Par un jugement n° 1906793 du 17 juin 2021, ce tribunal a annulé le contrat litigieux et a condamné la commune d'Aulus-les-Bains à verser à la société Ogoxi-Ogoxe la somme de 18 244 euros en réparation du préjudice financier né de son éviction irrégulière de la procédure de passation et a mis à la charge de la commune, au titre des frais de l'instance, une somme de 1 500 euros au bénéfice de la société requérante.
Par un arrêt nos 21TL23426 et 21TL23480 du 8 novembre 2022, la cour a, sur appel de la commune d'Aulus-les-Bains, après avoir constaté le non-lieu à statuer sur la demande de sursis à exécution du jugement n° 1906793 du 17 juin 2021, aux articles 2 et 3, annulé ce jugement et rejeté la demande de la société par actions simplifiée Ogoxi-Ogoxe.

EXERCICES:
- A) Traduisez en anglais la phrase suivante de l'extrait de page : « Par un jugement n° 1906793 du 17 juin 2021, ce tribunal a annulé le contrat litigieux et a condamné la commune d'Aulus-les-Bains à verser à la société Ogoxi-Ogoxe la somme de 18 244 euros en réparation du préjudice financier né de son éviction irrégulière de la procédure de passation et a mis à la charge de la commune, au titre des frais de l'instance, une somme de 1 500 euros au bénéfice de la société requérante. »
- B) Poursuivez l'extrait de page consacré au litige entre la commune d'Aulus-les-Bains et la société Ogoxi-Ogoxe, en reprenant après sa dernière phrase.
Les données ci-après proviennent d'une source distincte de celle de l'extrait.

DONNÉES FOURNIES:
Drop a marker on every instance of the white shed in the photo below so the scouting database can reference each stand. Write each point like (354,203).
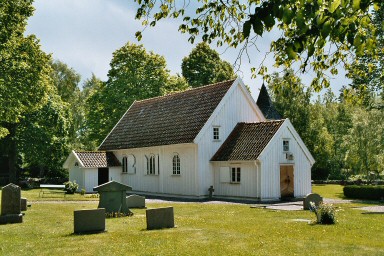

RÉPONSES DANS L'ORDRE:
- A) By judgment No. 1906793 of June 17, 2021, this court annulled the disputed contract and ordered the municipality of Aulus-les-Bains to pay the company Ogoxi-Ogoxe the sum of 18,244 euros as compensation for the financial loss arising from its irregular exclusion from the contract award procedure, and ordered the municipality to pay the applicant company the sum of 1,500 euros in respect of the costs of the proceedings.

- B)
Par une décision n°470264 du 31 octobre 2023, le Conseil d'Etat, saisi d'un pourvoi présenté par la société par actions simplifiée Ogoxi-Ogoxe, a annulé les articles 2 à 4 de l'arrêt du 8 novembre 2022 de la cour, a renvoyé l'affaire, dans cette mesure, à la cour et a mis à la charge de la commune d'Aulus-les-Bains une somme de 3 000 euros à verser à la société Ogoxi-Ogoxe en application de l'article L. 761-1 du code de justice administrative.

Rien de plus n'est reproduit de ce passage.